Dataset excerpts>
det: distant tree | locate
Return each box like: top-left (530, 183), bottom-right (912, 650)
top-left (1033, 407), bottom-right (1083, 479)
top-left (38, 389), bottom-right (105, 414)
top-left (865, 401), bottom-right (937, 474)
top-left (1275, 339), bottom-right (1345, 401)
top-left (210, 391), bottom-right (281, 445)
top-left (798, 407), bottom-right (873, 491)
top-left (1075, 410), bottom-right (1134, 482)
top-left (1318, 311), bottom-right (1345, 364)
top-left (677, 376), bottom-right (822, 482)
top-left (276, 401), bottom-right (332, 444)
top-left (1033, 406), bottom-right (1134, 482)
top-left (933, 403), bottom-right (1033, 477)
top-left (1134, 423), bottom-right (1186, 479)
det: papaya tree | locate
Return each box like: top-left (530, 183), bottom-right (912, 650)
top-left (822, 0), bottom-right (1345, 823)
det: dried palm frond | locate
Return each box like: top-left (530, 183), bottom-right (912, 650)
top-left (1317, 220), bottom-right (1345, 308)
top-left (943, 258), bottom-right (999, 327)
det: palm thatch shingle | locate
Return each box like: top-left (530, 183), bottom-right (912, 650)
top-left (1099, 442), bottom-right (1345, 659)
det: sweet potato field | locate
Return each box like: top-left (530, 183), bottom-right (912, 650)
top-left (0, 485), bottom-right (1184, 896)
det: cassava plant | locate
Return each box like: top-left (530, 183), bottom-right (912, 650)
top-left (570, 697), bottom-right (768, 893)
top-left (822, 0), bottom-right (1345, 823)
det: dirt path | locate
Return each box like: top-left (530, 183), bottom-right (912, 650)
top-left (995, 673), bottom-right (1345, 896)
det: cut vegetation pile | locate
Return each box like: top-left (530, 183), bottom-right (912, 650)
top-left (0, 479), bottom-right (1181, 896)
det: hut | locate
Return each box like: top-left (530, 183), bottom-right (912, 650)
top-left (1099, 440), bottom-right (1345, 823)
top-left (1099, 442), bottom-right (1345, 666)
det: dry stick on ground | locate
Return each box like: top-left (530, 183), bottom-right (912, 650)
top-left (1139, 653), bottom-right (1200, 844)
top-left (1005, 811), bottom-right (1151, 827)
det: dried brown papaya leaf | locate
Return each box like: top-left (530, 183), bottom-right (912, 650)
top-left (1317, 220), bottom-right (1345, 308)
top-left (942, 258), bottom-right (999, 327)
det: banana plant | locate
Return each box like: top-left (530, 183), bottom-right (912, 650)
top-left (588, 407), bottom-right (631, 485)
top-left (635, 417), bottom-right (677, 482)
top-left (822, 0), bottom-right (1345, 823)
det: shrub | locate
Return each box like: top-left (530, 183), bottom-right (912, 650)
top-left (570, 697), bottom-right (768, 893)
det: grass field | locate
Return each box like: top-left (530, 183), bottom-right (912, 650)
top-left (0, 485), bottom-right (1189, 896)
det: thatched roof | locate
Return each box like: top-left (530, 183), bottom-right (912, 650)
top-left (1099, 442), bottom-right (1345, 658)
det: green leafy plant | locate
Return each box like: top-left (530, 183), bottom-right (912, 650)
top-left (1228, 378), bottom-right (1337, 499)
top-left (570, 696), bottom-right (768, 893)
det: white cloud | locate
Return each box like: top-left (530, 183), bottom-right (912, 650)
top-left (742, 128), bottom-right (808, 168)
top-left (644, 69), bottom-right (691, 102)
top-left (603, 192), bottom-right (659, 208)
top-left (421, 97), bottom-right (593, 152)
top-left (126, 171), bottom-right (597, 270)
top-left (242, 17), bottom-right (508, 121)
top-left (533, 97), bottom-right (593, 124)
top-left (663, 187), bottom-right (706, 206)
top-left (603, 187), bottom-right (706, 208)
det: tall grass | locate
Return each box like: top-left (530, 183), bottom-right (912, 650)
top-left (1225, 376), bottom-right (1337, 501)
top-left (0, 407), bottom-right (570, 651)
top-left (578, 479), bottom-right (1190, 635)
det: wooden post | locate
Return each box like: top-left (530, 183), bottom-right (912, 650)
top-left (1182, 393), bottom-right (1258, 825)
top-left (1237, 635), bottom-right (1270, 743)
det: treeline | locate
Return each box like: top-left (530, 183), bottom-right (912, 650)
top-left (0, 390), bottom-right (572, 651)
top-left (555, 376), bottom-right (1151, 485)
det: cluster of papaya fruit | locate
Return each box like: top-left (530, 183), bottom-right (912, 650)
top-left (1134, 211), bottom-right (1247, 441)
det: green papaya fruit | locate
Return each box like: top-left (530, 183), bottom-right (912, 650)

Prompt>
Can you change "distant tree" to "faraway tree" in the records, starting with the first line and going on through the line with "top-left (210, 391), bottom-right (281, 445)", and leave everything else in those lines unchanged?

Response>
det: faraway tree | locate
Return each box like: top-left (530, 183), bottom-right (912, 650)
top-left (1033, 407), bottom-right (1083, 479)
top-left (38, 389), bottom-right (105, 414)
top-left (865, 401), bottom-right (937, 474)
top-left (1275, 339), bottom-right (1345, 401)
top-left (210, 391), bottom-right (281, 445)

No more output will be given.